**WHAT YOU SHOULD DO**
Nothing but the line holding "If you could place a marker on the ceiling vent" and the lines after it, through the end of the records, should be set down, each exactly as it is.

**TASK DATA**

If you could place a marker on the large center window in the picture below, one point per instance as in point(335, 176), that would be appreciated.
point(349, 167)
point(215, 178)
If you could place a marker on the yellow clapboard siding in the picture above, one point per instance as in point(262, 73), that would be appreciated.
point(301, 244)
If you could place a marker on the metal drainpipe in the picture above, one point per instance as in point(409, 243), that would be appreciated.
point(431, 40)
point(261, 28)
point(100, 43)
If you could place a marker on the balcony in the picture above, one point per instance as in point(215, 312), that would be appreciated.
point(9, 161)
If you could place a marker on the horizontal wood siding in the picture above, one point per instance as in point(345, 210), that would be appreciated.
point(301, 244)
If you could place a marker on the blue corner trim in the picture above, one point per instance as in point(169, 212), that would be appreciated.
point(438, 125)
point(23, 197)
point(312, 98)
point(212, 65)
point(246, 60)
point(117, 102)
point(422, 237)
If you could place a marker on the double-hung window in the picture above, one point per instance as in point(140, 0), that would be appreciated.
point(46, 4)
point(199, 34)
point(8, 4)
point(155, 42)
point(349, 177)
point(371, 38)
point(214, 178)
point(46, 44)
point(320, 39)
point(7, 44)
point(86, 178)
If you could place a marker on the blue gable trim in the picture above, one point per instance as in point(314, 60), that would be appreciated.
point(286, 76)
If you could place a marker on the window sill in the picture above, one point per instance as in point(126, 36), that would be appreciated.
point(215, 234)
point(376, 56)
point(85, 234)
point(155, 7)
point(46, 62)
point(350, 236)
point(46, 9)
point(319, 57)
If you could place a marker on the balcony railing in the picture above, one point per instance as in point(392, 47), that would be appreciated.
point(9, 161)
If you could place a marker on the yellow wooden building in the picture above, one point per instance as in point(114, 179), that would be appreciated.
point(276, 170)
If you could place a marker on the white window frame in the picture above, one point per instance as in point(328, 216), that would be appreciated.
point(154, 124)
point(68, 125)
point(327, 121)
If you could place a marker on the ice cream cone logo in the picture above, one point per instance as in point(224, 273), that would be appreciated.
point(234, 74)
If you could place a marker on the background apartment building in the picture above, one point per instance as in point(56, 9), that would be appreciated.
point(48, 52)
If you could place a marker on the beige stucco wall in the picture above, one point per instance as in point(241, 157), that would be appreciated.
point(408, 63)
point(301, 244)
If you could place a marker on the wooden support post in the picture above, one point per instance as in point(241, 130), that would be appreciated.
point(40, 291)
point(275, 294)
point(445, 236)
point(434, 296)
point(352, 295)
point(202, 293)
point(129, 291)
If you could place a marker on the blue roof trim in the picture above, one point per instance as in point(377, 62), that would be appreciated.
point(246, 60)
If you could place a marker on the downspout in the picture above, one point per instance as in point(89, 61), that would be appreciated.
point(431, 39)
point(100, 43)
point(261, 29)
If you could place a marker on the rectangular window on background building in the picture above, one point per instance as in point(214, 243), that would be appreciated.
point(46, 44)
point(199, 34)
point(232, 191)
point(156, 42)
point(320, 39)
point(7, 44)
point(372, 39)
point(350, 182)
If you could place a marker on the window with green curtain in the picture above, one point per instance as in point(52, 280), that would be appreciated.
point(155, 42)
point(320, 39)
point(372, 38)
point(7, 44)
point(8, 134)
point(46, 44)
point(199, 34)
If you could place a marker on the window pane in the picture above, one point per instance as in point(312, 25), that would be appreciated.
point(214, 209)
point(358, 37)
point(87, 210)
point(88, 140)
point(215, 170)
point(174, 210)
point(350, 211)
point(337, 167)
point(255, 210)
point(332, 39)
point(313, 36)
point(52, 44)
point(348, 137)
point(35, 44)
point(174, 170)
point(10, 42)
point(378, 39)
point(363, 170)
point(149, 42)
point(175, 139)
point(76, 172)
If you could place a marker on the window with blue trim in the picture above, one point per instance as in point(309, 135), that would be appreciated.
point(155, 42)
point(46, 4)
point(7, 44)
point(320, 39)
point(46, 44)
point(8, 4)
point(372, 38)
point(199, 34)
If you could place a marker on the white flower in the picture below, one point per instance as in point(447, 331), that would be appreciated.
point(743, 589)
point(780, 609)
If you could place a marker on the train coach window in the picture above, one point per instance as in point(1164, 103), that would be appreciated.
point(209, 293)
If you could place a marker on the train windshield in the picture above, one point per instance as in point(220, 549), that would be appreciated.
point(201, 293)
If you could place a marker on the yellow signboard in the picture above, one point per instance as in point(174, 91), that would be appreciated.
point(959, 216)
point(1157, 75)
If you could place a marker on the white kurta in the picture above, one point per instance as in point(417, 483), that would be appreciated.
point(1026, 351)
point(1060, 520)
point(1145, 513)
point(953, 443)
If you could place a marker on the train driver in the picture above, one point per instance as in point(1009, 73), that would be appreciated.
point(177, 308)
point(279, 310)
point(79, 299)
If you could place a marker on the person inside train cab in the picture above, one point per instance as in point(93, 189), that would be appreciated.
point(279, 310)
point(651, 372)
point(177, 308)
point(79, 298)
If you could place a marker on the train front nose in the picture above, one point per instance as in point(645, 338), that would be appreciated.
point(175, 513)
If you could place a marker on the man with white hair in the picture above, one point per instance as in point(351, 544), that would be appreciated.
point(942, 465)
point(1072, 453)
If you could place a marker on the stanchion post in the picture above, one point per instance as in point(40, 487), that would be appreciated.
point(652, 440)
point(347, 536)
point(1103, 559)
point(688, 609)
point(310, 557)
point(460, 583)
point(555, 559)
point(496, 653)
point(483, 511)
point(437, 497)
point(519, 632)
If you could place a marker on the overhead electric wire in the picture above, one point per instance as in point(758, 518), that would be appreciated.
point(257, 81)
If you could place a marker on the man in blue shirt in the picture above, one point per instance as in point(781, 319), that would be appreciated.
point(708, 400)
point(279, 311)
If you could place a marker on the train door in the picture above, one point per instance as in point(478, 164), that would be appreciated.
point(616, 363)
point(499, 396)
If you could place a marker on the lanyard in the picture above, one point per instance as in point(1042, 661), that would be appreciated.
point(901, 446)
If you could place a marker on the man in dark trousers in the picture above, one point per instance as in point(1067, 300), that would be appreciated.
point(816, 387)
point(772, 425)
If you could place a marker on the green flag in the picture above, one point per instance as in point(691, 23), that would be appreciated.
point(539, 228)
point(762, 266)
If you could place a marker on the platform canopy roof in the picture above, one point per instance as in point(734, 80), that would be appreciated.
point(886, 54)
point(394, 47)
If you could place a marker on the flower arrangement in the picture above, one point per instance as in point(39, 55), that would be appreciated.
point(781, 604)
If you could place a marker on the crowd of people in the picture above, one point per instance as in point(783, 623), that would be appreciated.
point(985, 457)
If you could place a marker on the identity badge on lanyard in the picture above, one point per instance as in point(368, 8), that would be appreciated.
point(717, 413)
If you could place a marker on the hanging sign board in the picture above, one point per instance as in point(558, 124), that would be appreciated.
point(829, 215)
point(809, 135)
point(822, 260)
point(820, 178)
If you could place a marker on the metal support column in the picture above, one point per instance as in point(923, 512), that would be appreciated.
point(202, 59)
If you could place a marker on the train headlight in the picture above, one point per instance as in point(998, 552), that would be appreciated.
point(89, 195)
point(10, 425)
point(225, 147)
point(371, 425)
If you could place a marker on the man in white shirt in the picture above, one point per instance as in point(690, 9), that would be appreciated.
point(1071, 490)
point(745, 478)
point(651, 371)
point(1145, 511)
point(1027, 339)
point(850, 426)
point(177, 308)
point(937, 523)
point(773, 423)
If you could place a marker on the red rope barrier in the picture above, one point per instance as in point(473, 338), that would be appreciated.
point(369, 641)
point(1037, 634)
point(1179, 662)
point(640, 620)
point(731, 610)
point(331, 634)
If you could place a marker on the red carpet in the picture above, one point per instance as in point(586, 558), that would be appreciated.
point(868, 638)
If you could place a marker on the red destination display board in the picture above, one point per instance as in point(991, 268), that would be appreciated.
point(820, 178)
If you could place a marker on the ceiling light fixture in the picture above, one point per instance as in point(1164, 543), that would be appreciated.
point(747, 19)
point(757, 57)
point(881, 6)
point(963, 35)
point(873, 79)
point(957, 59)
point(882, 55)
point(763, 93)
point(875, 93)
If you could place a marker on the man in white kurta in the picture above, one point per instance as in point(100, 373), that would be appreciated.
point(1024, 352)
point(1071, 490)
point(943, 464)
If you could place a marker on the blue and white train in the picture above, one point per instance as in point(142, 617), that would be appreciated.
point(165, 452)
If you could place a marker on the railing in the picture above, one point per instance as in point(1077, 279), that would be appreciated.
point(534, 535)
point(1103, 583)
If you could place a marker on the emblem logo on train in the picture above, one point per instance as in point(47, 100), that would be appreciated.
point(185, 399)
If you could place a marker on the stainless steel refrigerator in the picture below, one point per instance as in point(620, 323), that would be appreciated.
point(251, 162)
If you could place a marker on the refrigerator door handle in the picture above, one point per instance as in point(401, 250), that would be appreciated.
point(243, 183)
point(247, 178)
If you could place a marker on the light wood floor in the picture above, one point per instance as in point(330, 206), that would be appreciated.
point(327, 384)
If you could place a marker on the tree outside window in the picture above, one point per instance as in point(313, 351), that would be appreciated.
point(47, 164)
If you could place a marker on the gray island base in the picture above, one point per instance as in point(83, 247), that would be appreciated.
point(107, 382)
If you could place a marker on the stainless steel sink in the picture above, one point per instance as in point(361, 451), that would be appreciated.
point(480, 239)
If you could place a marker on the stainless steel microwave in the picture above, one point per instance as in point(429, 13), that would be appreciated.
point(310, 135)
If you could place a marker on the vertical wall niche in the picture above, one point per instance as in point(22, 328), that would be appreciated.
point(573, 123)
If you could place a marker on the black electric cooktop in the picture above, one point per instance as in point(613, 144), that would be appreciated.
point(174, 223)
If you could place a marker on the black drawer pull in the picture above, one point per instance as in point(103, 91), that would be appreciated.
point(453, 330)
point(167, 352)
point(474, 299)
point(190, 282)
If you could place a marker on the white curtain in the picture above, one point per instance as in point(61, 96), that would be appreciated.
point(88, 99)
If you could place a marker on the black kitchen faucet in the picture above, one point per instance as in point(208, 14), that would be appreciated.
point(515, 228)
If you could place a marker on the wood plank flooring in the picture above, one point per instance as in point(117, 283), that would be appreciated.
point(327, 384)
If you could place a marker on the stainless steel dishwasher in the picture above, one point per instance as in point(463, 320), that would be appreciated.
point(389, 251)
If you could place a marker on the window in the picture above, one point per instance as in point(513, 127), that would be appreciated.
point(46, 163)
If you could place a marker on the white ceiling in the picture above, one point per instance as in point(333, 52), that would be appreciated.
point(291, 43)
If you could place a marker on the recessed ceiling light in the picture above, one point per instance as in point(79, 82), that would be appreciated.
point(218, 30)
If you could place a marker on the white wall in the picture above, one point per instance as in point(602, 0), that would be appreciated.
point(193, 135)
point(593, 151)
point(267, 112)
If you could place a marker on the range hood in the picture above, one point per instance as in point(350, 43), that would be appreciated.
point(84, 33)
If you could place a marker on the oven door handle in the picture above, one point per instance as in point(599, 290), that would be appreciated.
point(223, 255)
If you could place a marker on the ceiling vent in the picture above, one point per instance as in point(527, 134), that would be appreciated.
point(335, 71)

**OUTPUT**
If you could place a marker on the ceiling vent in the picture above, one point per instance as in point(527, 134), that would be appreciated.
point(335, 71)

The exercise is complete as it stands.